- [Excerpted text]

* * * * * * * * *

This was observed on an Arista VXlan fabric - live migrating a VM
between hypervisors on two different switches. A live migration between
two hypervisors on the same switch is not affected.

In both cases, I can see garps on the wire triggered by a VM being live
migrated, these packets have been observed from other hypervisors and
even other VMs in the same VLAN on different hypervisors.

The VM is accessible after a period of time, at the point the switch arp
aging timer resets and the MAC is re-learnt on the correct switch.

This occurs on any VM - even a simple c1.m1 with no active workload,
backed by Ceph storage.

Steps to Reproduce
===

To try and prevent this from happening, I have tested the libvirt: Add
announce-self post live-migration workaround patch[0] - despite this,
the issue was still observed.

* * * * * * * * *

Mask labeling examples:
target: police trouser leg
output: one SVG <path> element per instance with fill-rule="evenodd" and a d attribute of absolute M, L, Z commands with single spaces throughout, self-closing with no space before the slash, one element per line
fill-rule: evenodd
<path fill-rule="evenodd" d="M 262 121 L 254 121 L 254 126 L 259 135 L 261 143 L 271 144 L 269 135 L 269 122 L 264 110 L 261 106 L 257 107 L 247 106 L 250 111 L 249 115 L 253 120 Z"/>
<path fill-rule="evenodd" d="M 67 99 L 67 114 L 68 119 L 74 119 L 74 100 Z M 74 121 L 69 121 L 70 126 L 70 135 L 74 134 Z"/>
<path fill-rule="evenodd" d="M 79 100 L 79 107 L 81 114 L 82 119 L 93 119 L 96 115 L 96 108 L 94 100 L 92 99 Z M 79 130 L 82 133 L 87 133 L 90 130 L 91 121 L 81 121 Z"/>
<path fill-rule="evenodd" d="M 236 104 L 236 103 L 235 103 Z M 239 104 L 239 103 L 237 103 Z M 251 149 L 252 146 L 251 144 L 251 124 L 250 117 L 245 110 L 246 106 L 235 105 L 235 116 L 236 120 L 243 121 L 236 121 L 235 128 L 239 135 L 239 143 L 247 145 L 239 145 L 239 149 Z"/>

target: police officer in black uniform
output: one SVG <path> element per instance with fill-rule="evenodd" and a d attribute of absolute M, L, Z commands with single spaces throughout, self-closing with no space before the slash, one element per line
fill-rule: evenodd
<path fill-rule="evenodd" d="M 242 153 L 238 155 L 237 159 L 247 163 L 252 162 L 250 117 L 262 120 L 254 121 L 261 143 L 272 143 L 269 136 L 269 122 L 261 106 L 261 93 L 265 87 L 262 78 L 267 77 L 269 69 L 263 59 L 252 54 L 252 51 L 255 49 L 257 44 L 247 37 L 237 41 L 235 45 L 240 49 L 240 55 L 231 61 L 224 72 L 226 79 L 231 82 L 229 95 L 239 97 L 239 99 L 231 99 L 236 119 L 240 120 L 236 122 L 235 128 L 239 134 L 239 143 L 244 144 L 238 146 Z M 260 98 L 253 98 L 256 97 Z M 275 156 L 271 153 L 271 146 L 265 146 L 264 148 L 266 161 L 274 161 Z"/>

* * * * * * * * *

- [Exercise 1] Translate this sentence from the live-migration report into Spanish: "A live migration between two hypervisors on the same switch is not affected."
- [Exercise 2] According to the live-migration report, why does the VM become accessible again after a period of time? Answer in one to three sentences.
- [Exercise 3] Carry on the live-migration report from its final sentence.

- [Right answer 1] Una migración en vivo entre dos hipervisores conectados al mismo switch no se ve afectada.

- [Right answer 2] The VM becomes accessible again once the switch's ARP aging timer resets. At that point the MAC address is relearned on the correct switch.

- [Right answer 3]
Create VM: c1.m1 or similar, Centos7 or Centos8 - Ceph storage, no
active or significant load on VM

Run:
`ping VM_IP | while read ping; do echo "$(date): $pong"; done`

Then:
`openstack server migrate --live TARGET_HOST VM_INSTANCE`

Expected result
===
VM live migrates and is accessible in a reasonable <10 timeframe

Actual result
=
VM live migrates successfully, ping fails until switch arp timer resets (in our 
environment, 60-180 seconds)

Despite efforts from us and our network team, we are unable to determine
why the VM is inaccessible, what has been noticed is that sending a
further number of announce_self commands to the qemu monitor, triggering
more garps, gets the VM into an accessible state in an acceptable time
of <5 seconds.

Environment
=
Arista EOS4.26M VXLan fabric
OpenStack Nova Train, Ussuri, Victoria (with and without patch
Ceph Nautlius

OpenStack provider networking, using VLANs

Patch/Workaround
=
I have a follow-up workaround patch which builds on the announce-self patch 
prepared which we have been running in our production deployment.

This patch adds two configurable options and the associated code:

`enable_qemu_monitor_announce_max_retries` - this will call
announce_self a futher n number of times, triggering more garp packets
to be sent.

`enable_qemu_monitor_announce_retry_interval` - this is the delay which
will be used between triggering the additional announce_self calls, as
configured in the option above.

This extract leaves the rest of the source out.